» **GOAL**
From the listing below, extract every line containing the word "door" and reproduce each one unchanged.
┌─ RECORD EXTRACTS
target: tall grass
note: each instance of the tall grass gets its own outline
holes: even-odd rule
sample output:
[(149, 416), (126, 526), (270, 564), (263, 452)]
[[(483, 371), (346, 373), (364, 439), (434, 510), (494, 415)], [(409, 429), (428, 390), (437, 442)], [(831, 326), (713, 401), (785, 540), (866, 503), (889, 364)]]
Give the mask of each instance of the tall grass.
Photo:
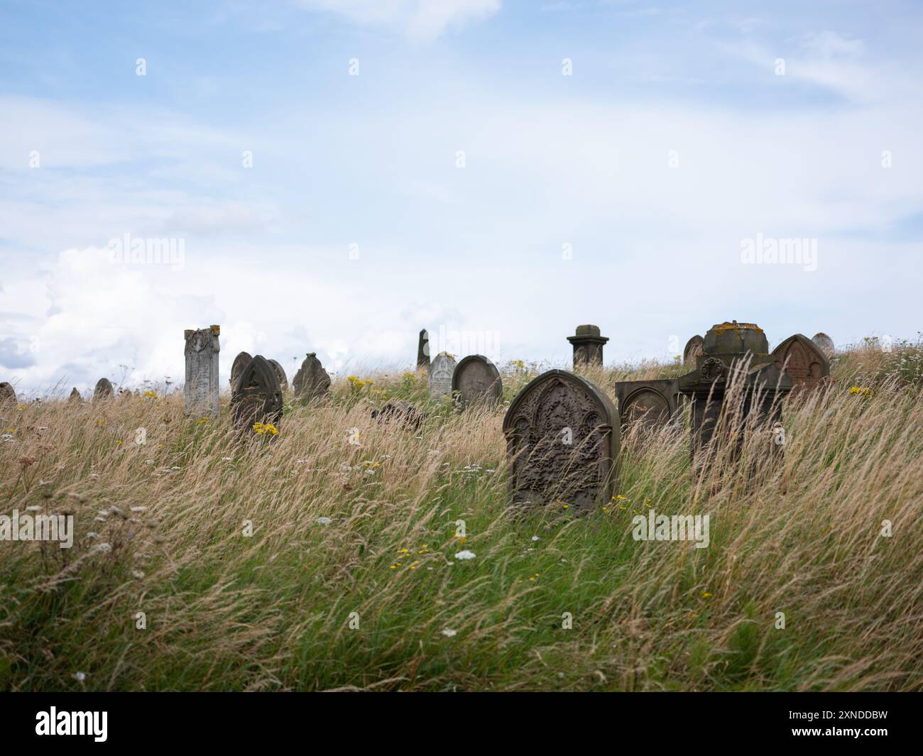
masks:
[[(511, 511), (504, 407), (453, 412), (416, 374), (338, 378), (245, 443), (227, 397), (207, 422), (181, 394), (5, 407), (0, 513), (77, 537), (0, 542), (0, 688), (921, 690), (923, 390), (899, 359), (857, 348), (786, 401), (759, 483), (739, 455), (694, 473), (682, 423), (630, 429), (622, 498), (584, 517)], [(508, 366), (506, 402), (541, 369)], [(682, 368), (587, 372), (612, 395)], [(387, 398), (423, 426), (372, 420)], [(709, 514), (709, 547), (635, 541), (651, 508)]]

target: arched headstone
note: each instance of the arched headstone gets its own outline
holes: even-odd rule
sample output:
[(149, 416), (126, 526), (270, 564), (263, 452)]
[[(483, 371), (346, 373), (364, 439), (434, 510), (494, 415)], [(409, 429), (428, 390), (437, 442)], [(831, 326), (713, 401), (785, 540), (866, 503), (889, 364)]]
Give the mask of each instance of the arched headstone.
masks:
[(693, 336), (686, 342), (686, 348), (683, 349), (683, 365), (695, 363), (695, 358), (702, 354), (701, 345), (704, 342), (701, 336)]
[(792, 377), (796, 390), (809, 390), (830, 376), (826, 354), (800, 333), (789, 336), (773, 350), (773, 363)]
[(429, 366), (429, 395), (433, 399), (443, 399), (452, 395), (452, 373), (455, 372), (455, 357), (448, 352), (440, 352)]
[(499, 370), (484, 354), (462, 357), (452, 372), (452, 396), (458, 396), (462, 406), (498, 404), (503, 399)]
[(509, 405), (503, 434), (513, 504), (586, 510), (615, 494), (618, 414), (586, 378), (543, 373)]
[(310, 402), (324, 396), (330, 388), (330, 377), (320, 364), (317, 354), (309, 352), (292, 380), (296, 399)]
[(836, 346), (833, 344), (833, 339), (821, 331), (821, 333), (815, 333), (811, 341), (817, 344), (817, 348), (823, 353), (828, 360), (833, 359), (833, 354), (836, 354)]
[(276, 371), (276, 378), (279, 378), (279, 385), (284, 391), (288, 388), (288, 378), (285, 377), (285, 370), (276, 360), (269, 360), (272, 369)]
[(282, 390), (276, 371), (258, 354), (237, 378), (231, 395), (231, 417), (246, 431), (257, 423), (278, 426), (282, 416)]
[(114, 395), (115, 390), (113, 389), (113, 385), (109, 381), (109, 378), (100, 378), (96, 381), (96, 388), (93, 389), (93, 402), (112, 399)]

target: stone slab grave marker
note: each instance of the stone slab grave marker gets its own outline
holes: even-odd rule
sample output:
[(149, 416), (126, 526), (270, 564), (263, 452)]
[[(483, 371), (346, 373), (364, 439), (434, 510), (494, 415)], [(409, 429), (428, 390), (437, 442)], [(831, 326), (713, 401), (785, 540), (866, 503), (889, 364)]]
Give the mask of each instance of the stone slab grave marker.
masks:
[(581, 376), (549, 370), (534, 378), (509, 405), (503, 435), (514, 505), (580, 511), (616, 493), (618, 413)]
[(429, 331), (426, 329), (420, 331), (420, 341), (416, 345), (416, 369), (429, 369)]
[(796, 333), (773, 350), (776, 367), (792, 377), (796, 390), (808, 390), (830, 377), (830, 360), (807, 336)]
[(677, 378), (618, 381), (616, 399), (623, 429), (629, 423), (641, 423), (645, 429), (654, 430), (676, 415), (679, 381)]
[(231, 394), (231, 417), (234, 426), (246, 433), (257, 423), (271, 423), (278, 429), (282, 416), (282, 390), (270, 361), (257, 354), (246, 366)]
[(577, 332), (568, 336), (574, 348), (574, 368), (581, 364), (603, 366), (603, 345), (609, 341), (599, 335), (599, 326), (577, 326)]
[(817, 344), (818, 349), (820, 349), (824, 356), (831, 360), (833, 358), (833, 354), (836, 354), (836, 346), (833, 344), (833, 340), (831, 339), (826, 333), (821, 331), (821, 333), (815, 333), (814, 338), (811, 341)]
[(5, 380), (3, 383), (0, 383), (0, 405), (15, 403), (16, 390)]
[(93, 389), (93, 402), (105, 401), (115, 396), (115, 390), (113, 389), (109, 378), (100, 378), (96, 381), (96, 388)]
[(288, 388), (288, 378), (285, 377), (285, 369), (276, 360), (268, 360), (268, 362), (272, 366), (272, 369), (276, 371), (279, 385), (284, 391)]
[(317, 354), (309, 352), (292, 379), (295, 399), (305, 402), (311, 402), (326, 395), (330, 388), (330, 377), (327, 375)]
[(236, 357), (234, 358), (234, 363), (231, 366), (231, 390), (234, 390), (234, 387), (237, 384), (237, 378), (240, 378), (240, 374), (244, 372), (244, 368), (250, 364), (253, 359), (253, 355), (248, 352), (241, 352)]
[(701, 345), (705, 340), (701, 336), (693, 336), (686, 342), (683, 349), (683, 365), (694, 365), (695, 358), (701, 354)]
[(462, 407), (498, 404), (503, 399), (500, 371), (484, 354), (462, 357), (452, 373), (452, 396)]
[(218, 416), (220, 326), (186, 331), (186, 414)]
[(455, 357), (448, 352), (440, 352), (429, 366), (429, 395), (433, 399), (444, 399), (452, 395), (452, 374), (455, 372)]

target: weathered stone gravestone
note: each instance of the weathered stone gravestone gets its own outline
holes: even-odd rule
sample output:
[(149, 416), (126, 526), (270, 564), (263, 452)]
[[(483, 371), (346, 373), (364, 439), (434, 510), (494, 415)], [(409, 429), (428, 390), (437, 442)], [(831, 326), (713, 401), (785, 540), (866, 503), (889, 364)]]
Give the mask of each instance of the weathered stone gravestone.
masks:
[(240, 378), (240, 374), (244, 372), (244, 368), (250, 364), (253, 356), (248, 352), (241, 352), (236, 357), (234, 358), (234, 363), (231, 365), (231, 390), (234, 390), (234, 387), (237, 385), (237, 378)]
[(836, 354), (836, 346), (833, 344), (833, 340), (831, 339), (826, 333), (822, 331), (821, 333), (815, 333), (814, 338), (811, 341), (817, 344), (817, 348), (820, 349), (823, 355), (831, 360), (833, 358), (833, 354)]
[(792, 377), (797, 390), (810, 390), (830, 377), (830, 360), (807, 336), (796, 333), (773, 350), (776, 367)]
[(603, 365), (603, 345), (609, 341), (599, 335), (599, 326), (577, 326), (577, 332), (568, 336), (574, 348), (574, 368), (581, 364)]
[(15, 404), (16, 390), (6, 380), (0, 383), (0, 405)]
[(429, 366), (429, 395), (433, 399), (444, 399), (452, 395), (452, 374), (455, 372), (455, 357), (448, 352), (440, 352)]
[(429, 369), (429, 331), (426, 329), (420, 331), (420, 341), (416, 345), (416, 369)]
[(285, 370), (278, 362), (276, 362), (276, 360), (268, 360), (268, 362), (272, 366), (272, 369), (276, 371), (276, 378), (279, 378), (279, 385), (284, 391), (288, 388), (288, 378), (285, 378)]
[(115, 395), (115, 390), (109, 378), (100, 378), (96, 381), (96, 388), (93, 389), (93, 402), (101, 402), (112, 399)]
[(616, 399), (622, 427), (641, 424), (646, 430), (665, 426), (677, 414), (677, 378), (622, 380), (616, 384)]
[(309, 352), (292, 379), (295, 399), (305, 402), (311, 402), (325, 396), (330, 388), (330, 377), (327, 375), (317, 354)]
[(220, 326), (186, 331), (186, 413), (218, 416)]
[(509, 405), (503, 434), (513, 504), (583, 510), (616, 493), (618, 414), (586, 378), (543, 373)]
[(692, 365), (695, 358), (701, 354), (701, 345), (705, 340), (701, 336), (693, 336), (686, 342), (683, 350), (683, 365)]
[(462, 407), (498, 404), (503, 399), (499, 370), (483, 354), (462, 357), (452, 372), (452, 396)]
[[(727, 419), (722, 410), (735, 381), (739, 382), (742, 420), (755, 414), (753, 420), (766, 427), (782, 421), (782, 405), (777, 400), (792, 390), (792, 379), (773, 365), (766, 334), (754, 323), (735, 320), (713, 326), (702, 342), (702, 354), (696, 357), (696, 368), (679, 377), (679, 392), (692, 403), (693, 460), (704, 460), (701, 452), (719, 423)], [(725, 423), (725, 432), (730, 432), (730, 422)], [(736, 442), (739, 446), (744, 428), (738, 430)], [(767, 448), (781, 452), (777, 439), (770, 438)]]
[(411, 430), (419, 430), (426, 414), (409, 402), (394, 400), (384, 404), (381, 409), (372, 410), (372, 418), (379, 423), (394, 423)]
[(282, 416), (282, 390), (272, 366), (258, 354), (246, 366), (231, 394), (231, 417), (242, 432), (258, 423), (277, 426)]

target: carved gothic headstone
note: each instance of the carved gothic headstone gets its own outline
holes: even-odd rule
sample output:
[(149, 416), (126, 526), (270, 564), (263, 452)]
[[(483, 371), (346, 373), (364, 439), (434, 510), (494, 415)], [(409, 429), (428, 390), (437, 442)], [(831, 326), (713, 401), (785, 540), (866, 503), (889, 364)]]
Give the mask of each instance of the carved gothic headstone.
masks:
[(186, 414), (218, 416), (218, 353), (220, 326), (186, 331)]
[(320, 364), (316, 353), (308, 353), (292, 379), (292, 390), (295, 398), (302, 402), (310, 402), (324, 396), (330, 388), (330, 377), (327, 375), (324, 366)]
[(452, 395), (452, 373), (455, 372), (455, 357), (448, 352), (440, 352), (429, 366), (429, 395), (433, 399), (443, 399)]
[(616, 384), (616, 399), (622, 426), (641, 424), (653, 430), (665, 426), (677, 413), (679, 381), (623, 380)]
[(231, 394), (231, 417), (241, 431), (257, 423), (279, 425), (282, 416), (282, 390), (270, 361), (258, 354), (246, 366)]
[(234, 358), (234, 363), (231, 365), (231, 390), (234, 390), (234, 387), (237, 384), (237, 378), (240, 378), (240, 374), (244, 371), (244, 368), (250, 364), (250, 360), (253, 356), (248, 352), (241, 352), (236, 357)]
[(581, 510), (615, 494), (618, 414), (586, 378), (543, 373), (509, 405), (503, 433), (514, 504)]
[(16, 390), (6, 380), (0, 383), (0, 405), (16, 403)]
[(429, 369), (429, 331), (426, 329), (420, 331), (420, 342), (416, 346), (416, 369)]
[(503, 399), (503, 380), (497, 366), (483, 354), (462, 357), (452, 373), (452, 396), (462, 406), (495, 405)]
[(811, 341), (817, 344), (817, 348), (820, 349), (824, 356), (831, 360), (833, 358), (833, 354), (836, 354), (836, 346), (833, 344), (833, 340), (831, 339), (826, 333), (815, 333), (814, 338)]
[(701, 345), (704, 341), (701, 336), (693, 336), (686, 342), (686, 348), (683, 349), (683, 365), (695, 363), (695, 358), (701, 354)]
[(276, 371), (276, 378), (279, 378), (279, 385), (284, 391), (288, 388), (288, 378), (285, 378), (284, 368), (276, 360), (269, 360), (270, 365), (272, 366), (272, 369)]
[(112, 399), (114, 395), (115, 390), (113, 389), (113, 385), (109, 378), (100, 378), (96, 382), (96, 388), (93, 389), (93, 402)]
[(807, 336), (796, 333), (773, 350), (773, 363), (792, 377), (796, 390), (810, 390), (830, 376), (830, 361)]

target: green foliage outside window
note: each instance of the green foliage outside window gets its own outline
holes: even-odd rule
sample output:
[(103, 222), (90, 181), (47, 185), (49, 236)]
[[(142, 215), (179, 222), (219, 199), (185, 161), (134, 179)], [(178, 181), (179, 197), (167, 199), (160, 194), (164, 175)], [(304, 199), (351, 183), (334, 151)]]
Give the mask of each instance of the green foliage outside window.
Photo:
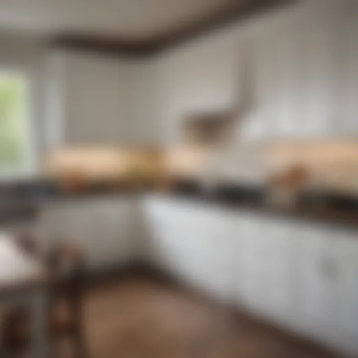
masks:
[(26, 159), (26, 93), (23, 78), (0, 74), (0, 169), (18, 169)]

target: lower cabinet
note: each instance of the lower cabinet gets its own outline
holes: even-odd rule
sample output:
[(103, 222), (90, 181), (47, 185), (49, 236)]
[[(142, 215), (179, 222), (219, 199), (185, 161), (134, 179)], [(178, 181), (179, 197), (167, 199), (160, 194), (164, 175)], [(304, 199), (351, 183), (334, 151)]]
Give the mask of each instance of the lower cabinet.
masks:
[(149, 198), (145, 205), (151, 259), (211, 296), (231, 300), (234, 257), (225, 211), (165, 197)]
[(152, 260), (220, 301), (358, 355), (358, 235), (257, 210), (148, 197)]
[(83, 250), (90, 269), (131, 261), (137, 207), (131, 197), (85, 198), (44, 205), (38, 223), (44, 250), (70, 241)]
[(140, 258), (217, 301), (358, 357), (358, 232), (174, 196), (46, 204), (44, 250), (78, 243), (89, 268)]

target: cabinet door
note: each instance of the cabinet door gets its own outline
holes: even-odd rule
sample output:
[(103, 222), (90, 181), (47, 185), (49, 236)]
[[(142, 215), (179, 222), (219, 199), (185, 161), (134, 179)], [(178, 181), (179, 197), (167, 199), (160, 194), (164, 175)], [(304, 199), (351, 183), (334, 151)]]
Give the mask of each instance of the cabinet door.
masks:
[(358, 355), (358, 234), (333, 230), (327, 252), (327, 339), (344, 353)]
[(296, 232), (292, 223), (275, 217), (262, 218), (258, 264), (262, 291), (258, 308), (268, 319), (284, 326), (291, 319), (293, 246)]
[(329, 302), (324, 266), (330, 231), (309, 222), (296, 223), (295, 226), (293, 315), (289, 324), (294, 331), (324, 342)]
[(258, 217), (238, 211), (233, 218), (236, 300), (240, 305), (254, 307), (261, 294), (258, 284), (260, 236), (263, 230)]

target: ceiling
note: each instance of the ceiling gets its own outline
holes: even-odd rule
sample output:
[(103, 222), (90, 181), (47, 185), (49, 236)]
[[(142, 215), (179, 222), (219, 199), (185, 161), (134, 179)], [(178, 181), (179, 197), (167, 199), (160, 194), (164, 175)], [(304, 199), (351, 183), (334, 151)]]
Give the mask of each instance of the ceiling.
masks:
[[(153, 40), (267, 0), (0, 0), (0, 28)], [(272, 1), (269, 1), (272, 2)]]

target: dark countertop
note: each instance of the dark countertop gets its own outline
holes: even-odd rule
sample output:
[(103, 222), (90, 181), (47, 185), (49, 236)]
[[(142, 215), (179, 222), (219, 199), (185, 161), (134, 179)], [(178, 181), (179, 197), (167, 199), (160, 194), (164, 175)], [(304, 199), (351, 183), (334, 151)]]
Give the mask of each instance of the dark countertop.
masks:
[[(105, 186), (90, 188), (85, 192), (71, 193), (62, 191), (55, 183), (50, 181), (35, 181), (16, 183), (0, 187), (0, 222), (1, 217), (6, 220), (9, 216), (29, 215), (31, 217), (38, 207), (47, 202), (77, 199), (94, 199), (96, 198), (120, 198), (137, 196), (145, 193), (164, 195), (167, 197), (187, 199), (203, 204), (214, 204), (233, 208), (244, 209), (268, 215), (300, 221), (316, 222), (330, 226), (344, 227), (358, 229), (358, 198), (342, 196), (332, 193), (321, 193), (319, 195), (312, 193), (295, 206), (279, 206), (268, 204), (265, 200), (266, 190), (263, 187), (250, 185), (222, 186), (217, 190), (204, 192), (195, 182), (184, 183), (170, 192), (155, 190), (130, 190), (122, 188), (114, 190)], [(4, 200), (6, 197), (6, 200)], [(14, 198), (16, 205), (12, 207), (8, 204), (8, 197)], [(11, 201), (11, 200), (10, 200)], [(318, 205), (317, 203), (319, 204)]]
[[(242, 193), (238, 194), (240, 191)], [(237, 192), (236, 196), (232, 189), (229, 190), (229, 195), (226, 190), (224, 191), (208, 195), (194, 191), (179, 191), (168, 193), (165, 196), (199, 201), (203, 205), (213, 204), (229, 209), (244, 209), (290, 220), (358, 230), (358, 199), (355, 198), (326, 195), (320, 198), (320, 201), (309, 198), (296, 205), (279, 206), (265, 201), (265, 191), (262, 188), (245, 189), (241, 187)]]

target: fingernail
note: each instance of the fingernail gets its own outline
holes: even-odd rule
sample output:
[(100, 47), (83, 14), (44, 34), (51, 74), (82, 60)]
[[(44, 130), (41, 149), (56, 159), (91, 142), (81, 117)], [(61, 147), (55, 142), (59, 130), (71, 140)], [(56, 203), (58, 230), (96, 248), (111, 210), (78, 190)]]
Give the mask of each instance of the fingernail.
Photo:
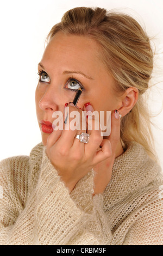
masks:
[(69, 102), (70, 106), (72, 106), (72, 107), (75, 107), (75, 105), (72, 102)]
[(114, 111), (114, 116), (116, 119), (118, 119), (120, 117), (119, 112), (118, 110), (115, 109)]
[(89, 119), (92, 119), (92, 112), (91, 111), (87, 111), (86, 112), (86, 117)]
[(90, 102), (87, 102), (85, 104), (85, 109), (86, 111), (92, 111), (92, 107)]

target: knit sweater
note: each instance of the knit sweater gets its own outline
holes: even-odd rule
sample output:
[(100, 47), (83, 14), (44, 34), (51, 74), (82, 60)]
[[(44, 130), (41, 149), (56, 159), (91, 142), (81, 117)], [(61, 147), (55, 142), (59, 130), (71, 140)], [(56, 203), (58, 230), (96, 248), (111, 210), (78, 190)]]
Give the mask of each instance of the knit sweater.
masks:
[(70, 193), (42, 143), (1, 161), (0, 245), (163, 244), (161, 172), (141, 145), (115, 159), (104, 193), (92, 197), (93, 176)]

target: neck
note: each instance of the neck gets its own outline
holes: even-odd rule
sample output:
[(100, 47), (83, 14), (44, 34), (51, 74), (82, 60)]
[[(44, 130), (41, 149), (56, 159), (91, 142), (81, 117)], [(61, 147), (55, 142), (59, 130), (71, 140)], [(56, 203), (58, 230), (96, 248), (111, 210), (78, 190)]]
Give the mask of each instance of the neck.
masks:
[(121, 156), (121, 155), (122, 155), (122, 154), (123, 153), (124, 150), (122, 148), (121, 142), (120, 141), (116, 148), (115, 158), (118, 157), (118, 156)]

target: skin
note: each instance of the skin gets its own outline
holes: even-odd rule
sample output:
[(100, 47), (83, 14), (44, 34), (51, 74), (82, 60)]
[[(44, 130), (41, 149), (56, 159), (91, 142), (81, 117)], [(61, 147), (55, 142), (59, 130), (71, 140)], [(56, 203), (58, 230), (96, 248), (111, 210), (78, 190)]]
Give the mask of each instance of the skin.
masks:
[[(96, 53), (98, 51), (97, 43), (87, 37), (58, 32), (48, 44), (38, 65), (39, 71), (42, 69), (49, 77), (46, 81), (39, 82), (35, 93), (42, 143), (47, 147), (48, 157), (70, 192), (92, 168), (96, 173), (95, 194), (103, 192), (110, 180), (115, 157), (123, 153), (120, 137), (120, 118), (115, 118), (114, 110), (118, 109), (124, 116), (137, 100), (138, 91), (131, 87), (117, 96), (114, 89), (113, 78), (98, 58)], [(70, 71), (73, 72), (70, 74)], [(41, 131), (40, 120), (53, 123), (53, 113), (58, 111), (64, 113), (65, 104), (72, 101), (76, 92), (65, 88), (66, 85), (67, 88), (66, 81), (70, 77), (79, 81), (84, 88), (78, 103), (79, 108), (86, 111), (85, 103), (90, 102), (92, 111), (112, 112), (111, 133), (109, 137), (102, 137), (100, 131), (93, 129), (54, 131), (51, 134)], [(70, 112), (77, 110), (82, 113), (82, 110), (78, 108), (68, 106)], [(74, 138), (75, 135), (82, 132), (91, 135), (87, 144)]]

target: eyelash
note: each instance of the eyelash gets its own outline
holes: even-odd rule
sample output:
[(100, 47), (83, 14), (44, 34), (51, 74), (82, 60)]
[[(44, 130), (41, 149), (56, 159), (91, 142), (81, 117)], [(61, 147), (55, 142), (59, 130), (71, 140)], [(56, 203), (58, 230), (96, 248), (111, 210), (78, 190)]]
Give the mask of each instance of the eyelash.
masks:
[[(43, 70), (39, 70), (38, 72), (37, 72), (37, 75), (39, 76), (40, 77), (40, 79), (39, 79), (39, 82), (42, 82), (41, 81), (41, 76), (42, 75), (42, 74), (43, 73), (46, 73), (47, 74), (45, 71), (44, 71)], [(66, 84), (67, 84), (67, 83), (68, 83), (68, 82), (70, 82), (71, 80), (74, 80), (75, 81), (76, 81), (77, 83), (79, 83), (80, 88), (82, 89), (82, 90), (84, 90), (84, 89), (83, 88), (83, 86), (82, 86), (82, 84), (81, 84), (81, 83), (78, 81), (77, 80), (77, 79), (76, 79), (75, 78), (73, 77), (72, 76), (71, 76), (70, 77), (68, 77), (68, 78), (67, 79), (67, 80), (66, 81)], [(77, 92), (78, 90), (78, 89), (70, 89), (70, 88), (65, 88), (65, 89), (66, 89), (67, 90), (72, 90), (72, 91), (73, 91), (73, 92)]]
└─
» **EXERCISE OUTPUT**
target: cabinet door
note: each instance of the cabinet door gets its own outline
Give the mask of each instance of the cabinet door.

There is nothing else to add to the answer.